## Supplied data
------

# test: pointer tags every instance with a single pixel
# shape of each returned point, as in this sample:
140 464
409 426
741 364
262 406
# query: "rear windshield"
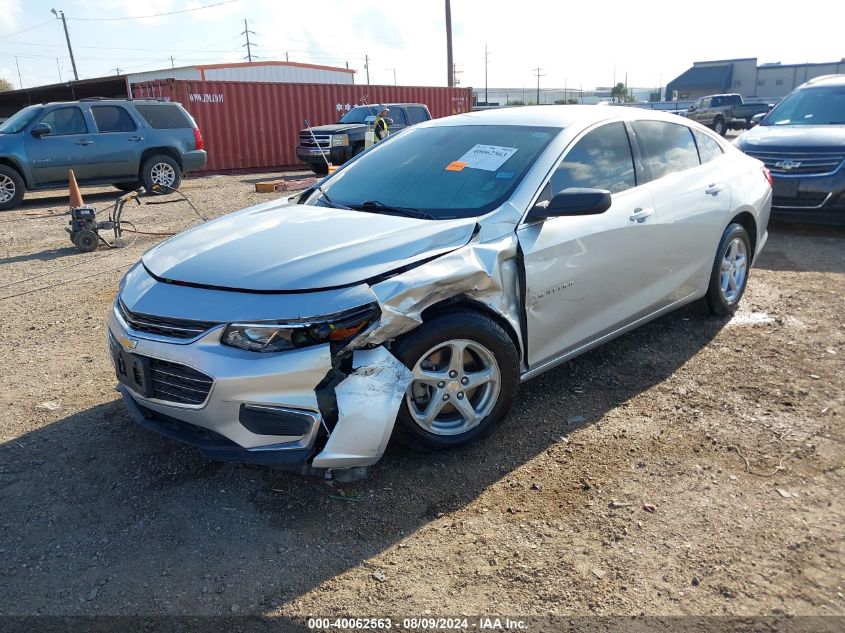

------

## Directive
Write out the records above again with "rear windshield" replaced by "side mirror", keeping everything else unchanged, and leave the pictures out.

## Written response
# test: pointer tags every instance with a single pixel
# shape of each returned point, as in this sample:
140 464
409 426
741 364
262 406
# query: "side mirror"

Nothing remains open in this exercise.